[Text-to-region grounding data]
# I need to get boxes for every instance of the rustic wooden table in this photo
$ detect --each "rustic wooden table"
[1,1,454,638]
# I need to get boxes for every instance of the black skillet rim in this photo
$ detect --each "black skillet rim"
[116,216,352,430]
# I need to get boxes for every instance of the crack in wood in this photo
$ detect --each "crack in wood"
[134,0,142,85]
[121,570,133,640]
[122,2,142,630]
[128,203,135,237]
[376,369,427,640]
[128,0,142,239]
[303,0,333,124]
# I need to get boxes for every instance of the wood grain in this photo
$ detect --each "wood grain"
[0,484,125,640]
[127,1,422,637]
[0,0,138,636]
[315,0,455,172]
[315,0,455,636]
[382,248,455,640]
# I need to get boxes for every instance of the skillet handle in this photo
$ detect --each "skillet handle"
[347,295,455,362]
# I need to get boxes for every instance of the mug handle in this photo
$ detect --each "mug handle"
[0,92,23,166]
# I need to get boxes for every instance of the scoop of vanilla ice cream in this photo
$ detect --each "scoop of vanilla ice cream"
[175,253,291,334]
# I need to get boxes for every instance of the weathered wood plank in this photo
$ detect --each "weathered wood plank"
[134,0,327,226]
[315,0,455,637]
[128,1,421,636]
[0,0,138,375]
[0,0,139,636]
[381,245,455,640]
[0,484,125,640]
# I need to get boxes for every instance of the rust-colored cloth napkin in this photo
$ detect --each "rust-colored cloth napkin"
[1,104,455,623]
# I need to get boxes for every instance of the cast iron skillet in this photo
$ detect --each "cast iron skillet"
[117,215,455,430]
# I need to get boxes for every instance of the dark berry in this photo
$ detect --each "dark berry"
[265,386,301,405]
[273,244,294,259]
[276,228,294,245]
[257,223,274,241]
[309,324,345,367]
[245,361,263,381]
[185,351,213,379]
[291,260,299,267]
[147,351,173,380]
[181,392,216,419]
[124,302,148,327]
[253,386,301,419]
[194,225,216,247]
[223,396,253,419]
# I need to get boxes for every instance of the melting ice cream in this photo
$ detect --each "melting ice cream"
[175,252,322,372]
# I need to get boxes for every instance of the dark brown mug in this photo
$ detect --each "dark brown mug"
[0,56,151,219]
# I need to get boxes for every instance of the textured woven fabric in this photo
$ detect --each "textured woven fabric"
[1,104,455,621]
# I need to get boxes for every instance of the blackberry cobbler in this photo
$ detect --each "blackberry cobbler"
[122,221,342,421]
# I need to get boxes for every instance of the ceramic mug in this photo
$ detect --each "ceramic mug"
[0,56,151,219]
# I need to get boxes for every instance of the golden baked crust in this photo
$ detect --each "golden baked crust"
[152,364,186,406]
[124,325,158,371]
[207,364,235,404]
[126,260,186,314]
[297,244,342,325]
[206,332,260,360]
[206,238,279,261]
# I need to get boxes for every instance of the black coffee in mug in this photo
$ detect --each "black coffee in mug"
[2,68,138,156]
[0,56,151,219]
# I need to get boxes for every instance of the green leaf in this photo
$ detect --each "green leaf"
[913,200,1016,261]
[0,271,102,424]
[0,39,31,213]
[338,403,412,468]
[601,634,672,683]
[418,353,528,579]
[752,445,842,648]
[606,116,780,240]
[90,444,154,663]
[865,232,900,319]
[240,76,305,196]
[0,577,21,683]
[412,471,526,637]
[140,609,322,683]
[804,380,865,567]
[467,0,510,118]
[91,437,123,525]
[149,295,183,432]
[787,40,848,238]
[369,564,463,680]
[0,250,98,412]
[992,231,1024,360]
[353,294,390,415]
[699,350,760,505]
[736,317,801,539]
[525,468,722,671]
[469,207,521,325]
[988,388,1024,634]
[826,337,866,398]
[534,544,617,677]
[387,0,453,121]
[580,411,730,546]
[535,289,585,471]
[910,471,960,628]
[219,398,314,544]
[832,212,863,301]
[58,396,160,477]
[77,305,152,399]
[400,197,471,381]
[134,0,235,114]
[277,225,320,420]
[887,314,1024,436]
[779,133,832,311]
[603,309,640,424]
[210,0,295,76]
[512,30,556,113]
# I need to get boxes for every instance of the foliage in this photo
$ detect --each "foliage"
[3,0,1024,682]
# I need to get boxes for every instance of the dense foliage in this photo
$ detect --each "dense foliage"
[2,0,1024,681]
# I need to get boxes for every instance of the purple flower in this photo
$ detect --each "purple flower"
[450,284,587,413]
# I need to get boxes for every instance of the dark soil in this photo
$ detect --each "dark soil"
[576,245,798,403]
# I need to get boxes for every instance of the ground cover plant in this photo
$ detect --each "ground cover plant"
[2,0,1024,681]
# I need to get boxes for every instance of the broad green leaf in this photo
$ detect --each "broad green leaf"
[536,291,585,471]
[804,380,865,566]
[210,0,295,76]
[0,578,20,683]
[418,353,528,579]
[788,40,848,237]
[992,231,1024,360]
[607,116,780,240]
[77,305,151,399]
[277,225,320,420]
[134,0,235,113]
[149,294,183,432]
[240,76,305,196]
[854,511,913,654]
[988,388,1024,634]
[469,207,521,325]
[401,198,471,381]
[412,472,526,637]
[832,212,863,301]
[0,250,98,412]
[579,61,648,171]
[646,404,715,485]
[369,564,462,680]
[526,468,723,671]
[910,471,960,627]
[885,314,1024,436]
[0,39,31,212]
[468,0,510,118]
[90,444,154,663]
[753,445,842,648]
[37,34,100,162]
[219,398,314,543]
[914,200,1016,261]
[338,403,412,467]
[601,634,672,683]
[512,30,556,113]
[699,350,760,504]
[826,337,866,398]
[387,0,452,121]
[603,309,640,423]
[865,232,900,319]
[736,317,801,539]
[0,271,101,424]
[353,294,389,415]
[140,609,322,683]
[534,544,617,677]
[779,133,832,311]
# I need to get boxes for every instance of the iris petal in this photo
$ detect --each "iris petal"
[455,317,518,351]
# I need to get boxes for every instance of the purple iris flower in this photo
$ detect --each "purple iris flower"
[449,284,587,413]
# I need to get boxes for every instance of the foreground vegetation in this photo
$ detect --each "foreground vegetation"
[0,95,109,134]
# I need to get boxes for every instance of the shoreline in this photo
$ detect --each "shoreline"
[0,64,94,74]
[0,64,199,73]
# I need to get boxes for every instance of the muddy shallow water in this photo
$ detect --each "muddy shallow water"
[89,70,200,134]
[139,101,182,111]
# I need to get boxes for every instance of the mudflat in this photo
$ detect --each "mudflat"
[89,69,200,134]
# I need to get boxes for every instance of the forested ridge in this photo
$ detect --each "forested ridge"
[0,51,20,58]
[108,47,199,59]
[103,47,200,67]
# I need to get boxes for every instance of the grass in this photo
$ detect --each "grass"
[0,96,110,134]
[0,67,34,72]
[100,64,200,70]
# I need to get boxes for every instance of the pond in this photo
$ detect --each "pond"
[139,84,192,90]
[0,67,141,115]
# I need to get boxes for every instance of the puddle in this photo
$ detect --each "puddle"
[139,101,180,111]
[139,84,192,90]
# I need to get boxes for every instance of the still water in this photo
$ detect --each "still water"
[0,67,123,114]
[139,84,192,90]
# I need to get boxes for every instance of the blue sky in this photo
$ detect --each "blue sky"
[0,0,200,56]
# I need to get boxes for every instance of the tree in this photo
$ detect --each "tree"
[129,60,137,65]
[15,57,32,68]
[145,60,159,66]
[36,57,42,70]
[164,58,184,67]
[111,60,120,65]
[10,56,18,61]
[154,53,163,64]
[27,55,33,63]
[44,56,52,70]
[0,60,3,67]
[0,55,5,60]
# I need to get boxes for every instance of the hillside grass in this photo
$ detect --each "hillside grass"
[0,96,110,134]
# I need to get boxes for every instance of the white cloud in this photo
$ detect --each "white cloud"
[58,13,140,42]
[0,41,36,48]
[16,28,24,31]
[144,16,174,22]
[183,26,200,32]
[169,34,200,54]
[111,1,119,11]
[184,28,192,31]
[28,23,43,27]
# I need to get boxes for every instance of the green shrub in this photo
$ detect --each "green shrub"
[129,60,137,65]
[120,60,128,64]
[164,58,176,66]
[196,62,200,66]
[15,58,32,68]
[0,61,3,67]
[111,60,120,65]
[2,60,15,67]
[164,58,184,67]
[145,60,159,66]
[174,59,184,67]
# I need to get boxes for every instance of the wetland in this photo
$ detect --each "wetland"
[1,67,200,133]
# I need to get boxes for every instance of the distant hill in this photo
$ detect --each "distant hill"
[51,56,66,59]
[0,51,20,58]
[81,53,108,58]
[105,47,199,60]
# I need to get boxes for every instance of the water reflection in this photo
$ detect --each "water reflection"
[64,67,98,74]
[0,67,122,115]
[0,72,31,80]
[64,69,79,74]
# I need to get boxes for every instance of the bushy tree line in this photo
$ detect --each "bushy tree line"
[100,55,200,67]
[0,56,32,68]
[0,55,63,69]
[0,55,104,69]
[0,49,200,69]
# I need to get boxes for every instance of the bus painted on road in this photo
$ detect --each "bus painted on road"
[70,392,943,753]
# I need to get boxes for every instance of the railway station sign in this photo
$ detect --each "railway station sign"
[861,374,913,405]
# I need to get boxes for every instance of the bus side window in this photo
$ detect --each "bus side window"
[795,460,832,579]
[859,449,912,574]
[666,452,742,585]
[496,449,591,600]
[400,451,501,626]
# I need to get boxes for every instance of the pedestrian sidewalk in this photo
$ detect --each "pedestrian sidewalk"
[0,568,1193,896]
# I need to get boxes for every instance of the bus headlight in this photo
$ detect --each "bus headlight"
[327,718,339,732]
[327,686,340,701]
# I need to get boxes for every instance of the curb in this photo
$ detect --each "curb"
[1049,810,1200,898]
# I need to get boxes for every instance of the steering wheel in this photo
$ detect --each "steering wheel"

● **Goal of the exercise**:
Your answer should consist solely of the lines above from the line with "in mug in this photo" to the line with "the green leaf in this photo", both included, reproduced exactly.

● **Your response**:
# I need to get boxes for every instance of the black coffee in mug in this photo
$ detect --each "black coffee in mug"
[2,68,138,156]
[0,56,151,219]
# I need to get boxes for every instance of the green leaf in this photo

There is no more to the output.